JUNE 2, 2016





It’s always interesting to watch the goings on at Miami City Hall when a particularly nasty piece of business is on the agenda so that one or another of the Mayor’s or Commissioner’s pals wants a sweetheart deal that they feel they’re entitled to by virtue of either the money they’ve spent on lobbyists and bribes - legal and illegal - or the connections they’ve leveraged in an effort to insure that they get what they want

At last Thursday’s Commission meeting, one of those deals came up involving the bid protest I wrote about in Part I of this series that came about when Suntex, one of the three companies that had originally submitted a bid proposal to take over the operation of the Rickenbacker Marina filed a supplemental letter of protest - the letter came after their original letter of protest - alleging that another of the companies - Virginia Key Marina LLC a/k/a RCI Group - had failed to acknowledge, much less include as part of their proposal the fact that they had been involved in one of the largest environmental disasters in South Florida in 2002, when a construction company they had hired to build new docks at the Miami Beach Marina hit some old sewer pipes that led to the contamination and shut down of 20 miles of South Florida coastline and beaches because of the raw sewage that flowed into the Bay.

The failure to reveal that information Suntex claimed, violated the language in the RFP that stated that such a failure would result in an automatic disqualification.

| RECORDS SUPPLIED |
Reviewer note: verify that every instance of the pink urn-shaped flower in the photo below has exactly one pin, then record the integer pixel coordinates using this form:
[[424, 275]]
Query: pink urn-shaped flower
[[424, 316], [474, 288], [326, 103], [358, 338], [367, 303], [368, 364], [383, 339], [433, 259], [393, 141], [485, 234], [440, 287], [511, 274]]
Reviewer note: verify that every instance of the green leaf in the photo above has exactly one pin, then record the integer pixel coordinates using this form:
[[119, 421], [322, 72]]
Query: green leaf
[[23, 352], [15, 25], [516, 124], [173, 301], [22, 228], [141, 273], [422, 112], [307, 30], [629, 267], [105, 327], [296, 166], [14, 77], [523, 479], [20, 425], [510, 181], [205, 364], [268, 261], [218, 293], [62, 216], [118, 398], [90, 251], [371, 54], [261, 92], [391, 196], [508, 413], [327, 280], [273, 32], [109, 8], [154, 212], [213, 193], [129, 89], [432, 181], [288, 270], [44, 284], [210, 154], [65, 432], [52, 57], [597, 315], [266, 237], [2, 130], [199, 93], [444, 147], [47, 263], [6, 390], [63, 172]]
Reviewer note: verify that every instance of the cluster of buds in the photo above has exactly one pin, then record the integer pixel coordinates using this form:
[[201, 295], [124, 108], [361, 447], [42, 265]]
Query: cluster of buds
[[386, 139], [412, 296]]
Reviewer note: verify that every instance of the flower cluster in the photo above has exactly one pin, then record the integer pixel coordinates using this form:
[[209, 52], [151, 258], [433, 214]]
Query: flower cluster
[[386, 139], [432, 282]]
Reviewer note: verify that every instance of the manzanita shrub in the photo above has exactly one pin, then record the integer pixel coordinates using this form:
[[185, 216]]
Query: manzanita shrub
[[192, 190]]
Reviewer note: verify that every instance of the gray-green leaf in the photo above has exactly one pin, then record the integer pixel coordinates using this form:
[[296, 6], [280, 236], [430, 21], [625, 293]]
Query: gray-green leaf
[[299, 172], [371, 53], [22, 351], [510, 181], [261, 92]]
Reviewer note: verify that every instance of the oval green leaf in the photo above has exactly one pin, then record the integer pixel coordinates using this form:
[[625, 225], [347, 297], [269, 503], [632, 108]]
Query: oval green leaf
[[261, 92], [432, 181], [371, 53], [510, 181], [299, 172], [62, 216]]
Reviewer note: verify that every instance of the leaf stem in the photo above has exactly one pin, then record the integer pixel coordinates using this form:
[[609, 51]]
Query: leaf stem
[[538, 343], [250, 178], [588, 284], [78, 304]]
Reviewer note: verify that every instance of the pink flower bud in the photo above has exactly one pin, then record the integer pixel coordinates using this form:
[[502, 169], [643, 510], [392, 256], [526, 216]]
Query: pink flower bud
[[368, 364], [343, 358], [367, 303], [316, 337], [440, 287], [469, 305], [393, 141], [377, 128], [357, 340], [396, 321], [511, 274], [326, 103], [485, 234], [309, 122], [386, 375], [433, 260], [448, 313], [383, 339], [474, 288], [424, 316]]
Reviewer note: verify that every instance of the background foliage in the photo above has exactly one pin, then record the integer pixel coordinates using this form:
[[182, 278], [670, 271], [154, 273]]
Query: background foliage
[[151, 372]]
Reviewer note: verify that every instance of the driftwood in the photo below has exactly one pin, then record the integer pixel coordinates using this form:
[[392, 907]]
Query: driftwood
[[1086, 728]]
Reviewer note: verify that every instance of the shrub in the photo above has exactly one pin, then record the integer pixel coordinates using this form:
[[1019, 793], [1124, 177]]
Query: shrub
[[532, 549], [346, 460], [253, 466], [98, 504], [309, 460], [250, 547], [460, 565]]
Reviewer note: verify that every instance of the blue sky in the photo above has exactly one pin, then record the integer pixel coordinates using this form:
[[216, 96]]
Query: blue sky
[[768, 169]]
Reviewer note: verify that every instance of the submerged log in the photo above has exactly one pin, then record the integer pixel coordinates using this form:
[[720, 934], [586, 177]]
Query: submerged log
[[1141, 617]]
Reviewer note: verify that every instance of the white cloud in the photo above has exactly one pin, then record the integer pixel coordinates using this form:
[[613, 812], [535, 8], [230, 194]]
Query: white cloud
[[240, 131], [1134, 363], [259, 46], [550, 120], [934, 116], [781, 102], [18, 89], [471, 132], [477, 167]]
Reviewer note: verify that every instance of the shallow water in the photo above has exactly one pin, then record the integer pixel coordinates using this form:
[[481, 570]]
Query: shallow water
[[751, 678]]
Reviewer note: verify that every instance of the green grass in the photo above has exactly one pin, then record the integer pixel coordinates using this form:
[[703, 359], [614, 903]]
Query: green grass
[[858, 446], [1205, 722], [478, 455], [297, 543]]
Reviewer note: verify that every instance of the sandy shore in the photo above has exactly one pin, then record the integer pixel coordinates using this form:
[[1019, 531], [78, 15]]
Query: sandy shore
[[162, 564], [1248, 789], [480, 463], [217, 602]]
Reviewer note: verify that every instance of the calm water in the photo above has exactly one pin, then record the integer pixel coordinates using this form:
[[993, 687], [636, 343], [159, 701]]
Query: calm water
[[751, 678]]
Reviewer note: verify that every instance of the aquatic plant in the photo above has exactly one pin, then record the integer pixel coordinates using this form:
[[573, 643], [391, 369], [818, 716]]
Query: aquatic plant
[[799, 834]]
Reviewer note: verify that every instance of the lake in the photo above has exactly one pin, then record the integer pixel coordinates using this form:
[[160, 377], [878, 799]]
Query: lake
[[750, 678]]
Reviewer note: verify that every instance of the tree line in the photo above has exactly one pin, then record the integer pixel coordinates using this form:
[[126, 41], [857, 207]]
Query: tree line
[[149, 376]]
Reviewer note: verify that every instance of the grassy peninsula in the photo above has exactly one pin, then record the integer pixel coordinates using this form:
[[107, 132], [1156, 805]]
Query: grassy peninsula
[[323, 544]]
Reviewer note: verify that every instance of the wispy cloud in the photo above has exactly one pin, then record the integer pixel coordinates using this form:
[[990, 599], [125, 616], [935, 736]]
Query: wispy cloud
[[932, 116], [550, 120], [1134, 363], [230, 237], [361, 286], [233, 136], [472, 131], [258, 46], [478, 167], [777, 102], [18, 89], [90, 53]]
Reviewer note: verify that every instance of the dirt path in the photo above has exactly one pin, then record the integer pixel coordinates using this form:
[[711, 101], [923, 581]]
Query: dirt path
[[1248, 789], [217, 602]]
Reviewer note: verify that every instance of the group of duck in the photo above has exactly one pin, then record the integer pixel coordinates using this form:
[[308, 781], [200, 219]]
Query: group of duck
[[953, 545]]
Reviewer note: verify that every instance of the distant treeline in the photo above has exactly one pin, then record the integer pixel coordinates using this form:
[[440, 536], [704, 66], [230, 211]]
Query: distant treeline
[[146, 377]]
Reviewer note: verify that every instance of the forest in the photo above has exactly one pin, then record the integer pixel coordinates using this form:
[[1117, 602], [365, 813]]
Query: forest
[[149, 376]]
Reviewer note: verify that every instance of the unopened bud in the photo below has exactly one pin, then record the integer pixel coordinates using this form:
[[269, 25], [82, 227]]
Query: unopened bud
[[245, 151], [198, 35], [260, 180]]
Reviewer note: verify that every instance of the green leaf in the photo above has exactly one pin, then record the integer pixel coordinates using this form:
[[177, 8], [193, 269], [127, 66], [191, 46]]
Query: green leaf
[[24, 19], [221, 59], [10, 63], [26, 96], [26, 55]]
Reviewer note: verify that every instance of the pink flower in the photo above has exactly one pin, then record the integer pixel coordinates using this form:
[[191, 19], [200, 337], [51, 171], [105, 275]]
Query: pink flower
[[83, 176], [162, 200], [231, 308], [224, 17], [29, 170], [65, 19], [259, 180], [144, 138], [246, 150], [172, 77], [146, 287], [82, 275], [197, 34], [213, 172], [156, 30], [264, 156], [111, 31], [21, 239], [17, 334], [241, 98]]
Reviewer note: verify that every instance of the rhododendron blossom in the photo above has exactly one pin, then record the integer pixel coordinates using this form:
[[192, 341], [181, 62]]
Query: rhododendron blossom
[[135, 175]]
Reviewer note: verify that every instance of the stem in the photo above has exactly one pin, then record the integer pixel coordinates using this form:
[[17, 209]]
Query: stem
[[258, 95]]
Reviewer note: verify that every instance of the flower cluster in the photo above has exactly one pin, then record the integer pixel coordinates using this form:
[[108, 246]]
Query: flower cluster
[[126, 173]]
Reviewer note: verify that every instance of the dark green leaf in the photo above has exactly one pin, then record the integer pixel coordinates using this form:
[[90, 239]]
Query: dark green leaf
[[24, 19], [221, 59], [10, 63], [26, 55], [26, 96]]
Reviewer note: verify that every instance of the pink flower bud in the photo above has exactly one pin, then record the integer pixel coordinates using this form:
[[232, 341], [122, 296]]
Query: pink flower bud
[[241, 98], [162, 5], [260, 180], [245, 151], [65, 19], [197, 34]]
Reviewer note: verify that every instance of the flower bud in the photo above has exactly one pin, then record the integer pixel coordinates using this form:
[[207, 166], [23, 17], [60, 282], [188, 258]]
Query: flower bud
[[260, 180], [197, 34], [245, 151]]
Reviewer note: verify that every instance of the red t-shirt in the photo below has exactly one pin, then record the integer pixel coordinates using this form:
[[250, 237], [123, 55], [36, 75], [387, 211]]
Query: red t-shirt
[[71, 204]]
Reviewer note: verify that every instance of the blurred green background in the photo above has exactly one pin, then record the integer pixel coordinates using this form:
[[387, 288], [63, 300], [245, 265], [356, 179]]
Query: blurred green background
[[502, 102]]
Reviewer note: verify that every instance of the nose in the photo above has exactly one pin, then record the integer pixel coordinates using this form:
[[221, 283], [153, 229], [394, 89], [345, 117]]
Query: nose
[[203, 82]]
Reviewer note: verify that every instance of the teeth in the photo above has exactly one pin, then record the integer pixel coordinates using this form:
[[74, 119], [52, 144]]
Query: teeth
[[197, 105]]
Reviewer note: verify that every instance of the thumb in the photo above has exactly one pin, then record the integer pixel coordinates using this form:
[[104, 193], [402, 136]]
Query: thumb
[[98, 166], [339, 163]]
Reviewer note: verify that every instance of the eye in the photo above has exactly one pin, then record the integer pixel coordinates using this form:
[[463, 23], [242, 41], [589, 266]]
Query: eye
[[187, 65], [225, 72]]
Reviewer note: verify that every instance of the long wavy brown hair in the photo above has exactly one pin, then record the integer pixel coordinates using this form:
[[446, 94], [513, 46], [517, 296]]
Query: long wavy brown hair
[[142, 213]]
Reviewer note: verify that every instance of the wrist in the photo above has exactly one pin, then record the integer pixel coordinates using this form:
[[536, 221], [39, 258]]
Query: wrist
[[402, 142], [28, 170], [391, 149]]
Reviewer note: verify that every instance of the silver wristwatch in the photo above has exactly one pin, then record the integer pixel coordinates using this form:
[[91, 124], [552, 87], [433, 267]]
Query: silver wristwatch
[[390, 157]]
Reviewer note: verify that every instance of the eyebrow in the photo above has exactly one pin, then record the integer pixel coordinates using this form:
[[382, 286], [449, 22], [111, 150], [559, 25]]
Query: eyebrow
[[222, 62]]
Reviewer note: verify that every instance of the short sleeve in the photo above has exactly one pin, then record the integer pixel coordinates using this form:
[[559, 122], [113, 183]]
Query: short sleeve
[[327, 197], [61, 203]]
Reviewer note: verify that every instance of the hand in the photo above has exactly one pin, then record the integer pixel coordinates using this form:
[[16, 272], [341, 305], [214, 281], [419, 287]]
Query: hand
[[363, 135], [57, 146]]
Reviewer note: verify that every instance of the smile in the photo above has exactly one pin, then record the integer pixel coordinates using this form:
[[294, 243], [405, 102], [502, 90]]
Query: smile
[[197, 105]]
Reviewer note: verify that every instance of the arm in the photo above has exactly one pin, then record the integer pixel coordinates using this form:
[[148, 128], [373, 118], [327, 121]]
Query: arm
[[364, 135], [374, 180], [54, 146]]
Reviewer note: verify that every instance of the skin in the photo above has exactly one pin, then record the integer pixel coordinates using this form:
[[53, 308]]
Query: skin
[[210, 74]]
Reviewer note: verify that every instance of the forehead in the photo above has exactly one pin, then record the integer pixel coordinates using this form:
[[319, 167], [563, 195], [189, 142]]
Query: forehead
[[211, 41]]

| OBJECTIVES |
A: Duplicate the passage of the marina bid protest article starting at "The failure to" and ending at "an automatic disqualification.".
B: Which marinas and government buildings does the marina bid protest article name?
C: Carry the marina bid protest article on from its last sentence.

| ANSWERS PROVIDED |
A:
The failure to reveal that information Suntex claimed, violated the language in the RFP that stated that such a failure would result in an automatic disqualification.

B:
Miami City Hall
Rickenbacker Marina
Miami Beach Marina

C:
Between family members and former campaign managers showing up to lobby their respective family members and candidates, I think that perhaps the City’s Charter Review Committee should consider requiring a version of the Jennings Rule that would require the Commissioners to publicly state at the beginning of an item that their relative, or their former campaign manager has registered to lobby on one side or the other, that they have registered and whether they’ve been personally lobbied by them.

I think that the general public deserves to know this kind of information, and that they at least be shown the same courtesy as fans going to a ballgame who are provided with a list of who the players are.


Turning now to the action on the playing field - to keep the analogies from clashing - Al Dobson, doubling up as the lobbyist and attorney representing Virginia Key Marina LLC a/k/a RCI Group, proceeded as often as he could to argue that Suntex and their attorneys should have known about this sewage spill, and that that knowledge along with their failure in not including this information in their original protest letter was reason enough to deny Suntex the right to argue the issue in a supplemental protest, or for that matter allow them to raise the issue before before the City Commission in an effort to stop the Commission from throwing out their protest.

You often hear this kind of argument made in cases where some poor guy sitting on death row is arguing for a new trial on the basis of new evidence that he claims will prove that he’s innocent, and the prosecuting attorney is arguing that the evidence should not be allowed or considered because it should have been introduced during the trial, and since it wasn’t, no matter the reason, this guy deserves to be put to death, regardless of whether the evidence will actually prove his innocence.

In short, it’s an argument that is predicated on excluding facts - regardless of when or where they were discovered - from being used to determine justice.

In this case, the argument used by Commission Chairman Hardemon and the attorneys supporting the position of Virginia Key Marina LLC a/k/a RCI Group was actually a red herring, intended to deflect attention from who was really responsible for determining whether the information that was excluded from the Virginia Key LLC proposal should have resulted in them being disqualified.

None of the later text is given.